>> START Task data
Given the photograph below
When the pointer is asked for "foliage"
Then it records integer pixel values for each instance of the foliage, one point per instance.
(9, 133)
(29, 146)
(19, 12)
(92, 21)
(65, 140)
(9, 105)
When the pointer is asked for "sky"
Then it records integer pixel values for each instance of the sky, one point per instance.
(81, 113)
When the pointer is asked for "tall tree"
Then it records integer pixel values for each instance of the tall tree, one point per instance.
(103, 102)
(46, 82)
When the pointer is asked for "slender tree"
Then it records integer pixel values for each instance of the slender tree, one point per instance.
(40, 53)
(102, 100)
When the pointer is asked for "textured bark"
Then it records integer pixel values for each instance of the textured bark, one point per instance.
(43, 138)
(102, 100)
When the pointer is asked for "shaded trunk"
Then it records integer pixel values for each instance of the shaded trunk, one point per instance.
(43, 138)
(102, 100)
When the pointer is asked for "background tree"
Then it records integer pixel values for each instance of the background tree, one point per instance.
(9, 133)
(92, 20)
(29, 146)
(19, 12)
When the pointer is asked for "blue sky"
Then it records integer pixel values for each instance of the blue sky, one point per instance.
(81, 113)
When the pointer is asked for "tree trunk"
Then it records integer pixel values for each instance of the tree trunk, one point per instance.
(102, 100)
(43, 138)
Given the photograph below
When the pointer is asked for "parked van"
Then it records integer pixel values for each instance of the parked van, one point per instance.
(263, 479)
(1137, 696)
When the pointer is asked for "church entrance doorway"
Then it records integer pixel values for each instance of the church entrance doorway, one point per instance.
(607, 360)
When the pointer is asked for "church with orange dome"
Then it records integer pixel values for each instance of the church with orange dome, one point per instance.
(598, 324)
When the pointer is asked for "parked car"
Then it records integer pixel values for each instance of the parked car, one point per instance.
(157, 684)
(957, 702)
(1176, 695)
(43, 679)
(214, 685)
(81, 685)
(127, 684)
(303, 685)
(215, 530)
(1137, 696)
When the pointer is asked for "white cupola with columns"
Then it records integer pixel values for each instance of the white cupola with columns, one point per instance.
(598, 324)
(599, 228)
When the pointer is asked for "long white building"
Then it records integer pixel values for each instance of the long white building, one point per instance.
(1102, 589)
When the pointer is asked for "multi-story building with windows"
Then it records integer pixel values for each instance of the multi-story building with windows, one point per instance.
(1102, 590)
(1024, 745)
>> END Task data
*Objective*:
Print the whole listing again, exactly.

*Solution for this exercise*:
Given the photograph below
When the pointer is asked for "foliage"
Then it records integer pixel values for each instance of the foliage, one point per instance.
(9, 133)
(29, 146)
(19, 12)
(92, 21)
(65, 140)
(9, 105)
When the pointer is asked for "sky"
Then it records integer pixel values for each instance of the sky, one point per instance.
(81, 113)
When the pointer is asked for "tall tree"
Then it records integer pixel values for each instance of the tall tree, one point per instance.
(103, 102)
(46, 82)
When the pointer is asked for "slender tree"
Then it records integer pixel values for each instance of the slender tree, one point per instance.
(40, 53)
(102, 100)
When the pointer is asked for "textured bark"
Then it records integer pixel values for each instance of the textured bark, one point per instance.
(43, 138)
(102, 100)
When the pointer is asked for "shaded trunk"
Then it records integer pixel values for each instance of the shaded trunk, one point per instance.
(43, 138)
(102, 100)
When the pointer is asked for "background tree"
Then it records integer pixel values for each instance of the background tree, one point per instance.
(9, 133)
(92, 20)
(29, 146)
(19, 12)
When the pointer is asked for "blue sky"
Then it records integer pixel values for each instance of the blue sky, one point per instance.
(81, 113)
When the pointer is asked for "tree trunk"
Then it records integer pixel values for each instance of the tree trunk, one point per instance.
(102, 100)
(43, 138)
Given the photograph below
When the pointer is asked for "parked van"
Then it records integer pixel values for each instance of the parked van, one point per instance.
(263, 479)
(1137, 696)
When the pointer is asked for "church entrance doorway"
Then it records integer pixel values for each instance of the church entrance doorway, one point per instance.
(607, 360)
When the pointer is asked for "church with orange dome"
Then it records integer pixel values for each instance of the church with orange dome, one point per instance.
(598, 324)
When the pointer is asked for "parked car"
Then it records integer pixel values for each instance of the parked car, one point per instance.
(157, 684)
(957, 702)
(1176, 695)
(43, 679)
(214, 685)
(81, 685)
(127, 684)
(303, 685)
(215, 530)
(1137, 696)
When the pointer is asked for "white cupola with columns"
Then it records integer pixel values for each instance of the white cupola with columns, one point per instance.
(598, 324)
(599, 228)
When the pointer is asked for "long white building"
Then it records integer pixel values for each instance of the long white building, one point per instance.
(1102, 589)
When the pointer is asked for "multi-story building with windows"
Then it records integer pixel values for each instance of the multi-story building with windows, one point per instance.
(1102, 590)
(1024, 745)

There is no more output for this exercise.